Put the lines of the records below into a numbered list, from the line containing "Could you please locate the snow in" through the line containing "0;589;1270;952", both included. Leave out any blank lines.

[MATERIAL SUPPLIED]:
○ ○ ○ ○ ○

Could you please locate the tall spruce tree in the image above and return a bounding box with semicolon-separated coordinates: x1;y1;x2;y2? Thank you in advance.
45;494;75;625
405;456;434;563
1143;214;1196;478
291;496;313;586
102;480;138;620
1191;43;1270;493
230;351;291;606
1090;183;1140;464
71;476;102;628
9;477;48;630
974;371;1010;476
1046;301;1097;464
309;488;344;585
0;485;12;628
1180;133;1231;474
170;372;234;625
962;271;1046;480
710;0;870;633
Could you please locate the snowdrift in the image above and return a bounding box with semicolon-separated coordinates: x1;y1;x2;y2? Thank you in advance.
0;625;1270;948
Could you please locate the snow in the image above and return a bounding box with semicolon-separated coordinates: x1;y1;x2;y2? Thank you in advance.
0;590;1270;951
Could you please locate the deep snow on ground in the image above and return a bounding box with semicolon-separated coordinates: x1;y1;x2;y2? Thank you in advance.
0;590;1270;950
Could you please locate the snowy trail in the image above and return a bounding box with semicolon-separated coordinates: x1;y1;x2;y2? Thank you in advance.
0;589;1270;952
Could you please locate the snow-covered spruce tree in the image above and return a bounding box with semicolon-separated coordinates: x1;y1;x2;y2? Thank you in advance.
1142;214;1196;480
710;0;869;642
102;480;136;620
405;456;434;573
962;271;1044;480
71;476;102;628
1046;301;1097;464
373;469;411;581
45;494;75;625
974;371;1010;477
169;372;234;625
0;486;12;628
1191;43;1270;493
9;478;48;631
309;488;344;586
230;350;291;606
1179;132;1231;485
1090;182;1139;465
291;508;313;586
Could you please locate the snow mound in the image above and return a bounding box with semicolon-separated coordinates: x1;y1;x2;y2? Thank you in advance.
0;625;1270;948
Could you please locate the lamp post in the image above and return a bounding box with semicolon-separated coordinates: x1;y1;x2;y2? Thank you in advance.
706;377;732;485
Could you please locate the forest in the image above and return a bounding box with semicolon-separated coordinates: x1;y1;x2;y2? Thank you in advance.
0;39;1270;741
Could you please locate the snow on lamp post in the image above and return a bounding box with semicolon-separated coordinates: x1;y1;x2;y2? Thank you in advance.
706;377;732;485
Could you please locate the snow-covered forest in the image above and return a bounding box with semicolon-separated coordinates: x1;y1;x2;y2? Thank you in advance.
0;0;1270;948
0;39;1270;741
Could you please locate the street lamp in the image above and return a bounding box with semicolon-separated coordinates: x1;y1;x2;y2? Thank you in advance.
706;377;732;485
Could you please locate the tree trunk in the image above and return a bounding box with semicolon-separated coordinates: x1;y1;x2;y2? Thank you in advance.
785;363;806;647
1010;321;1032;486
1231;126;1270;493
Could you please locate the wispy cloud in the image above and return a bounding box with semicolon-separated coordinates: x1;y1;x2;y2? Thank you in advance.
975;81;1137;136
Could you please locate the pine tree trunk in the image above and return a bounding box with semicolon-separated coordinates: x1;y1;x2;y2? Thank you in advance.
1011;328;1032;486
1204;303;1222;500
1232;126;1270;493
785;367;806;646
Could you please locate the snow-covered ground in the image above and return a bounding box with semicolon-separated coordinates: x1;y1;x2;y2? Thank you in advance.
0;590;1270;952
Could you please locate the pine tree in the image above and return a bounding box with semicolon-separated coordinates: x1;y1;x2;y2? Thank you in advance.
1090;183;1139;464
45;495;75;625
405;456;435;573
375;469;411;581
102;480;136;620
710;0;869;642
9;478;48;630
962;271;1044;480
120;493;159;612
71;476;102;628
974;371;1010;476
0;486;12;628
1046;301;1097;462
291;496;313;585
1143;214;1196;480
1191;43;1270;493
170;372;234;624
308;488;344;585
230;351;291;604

○ ○ ○ ○ ○

[WRITTEN ANSWER]:
1. Could you please locate the snow in the image above and return a bounding box with semicolon-separated coordinates: x1;y1;x2;y2? Thank you in advance.
2. 0;590;1270;951
3. Could you please locate the deep snow on ground in the image above and return a bounding box with semicolon-separated coordinates: x1;y1;x2;y2? Thank you in advance.
4. 0;590;1270;950
5. Could you please locate the snowy trail in the image above and return a bounding box with semicolon-separated coordinates: x1;y1;x2;y2? Thank you in advance.
6. 0;589;1270;952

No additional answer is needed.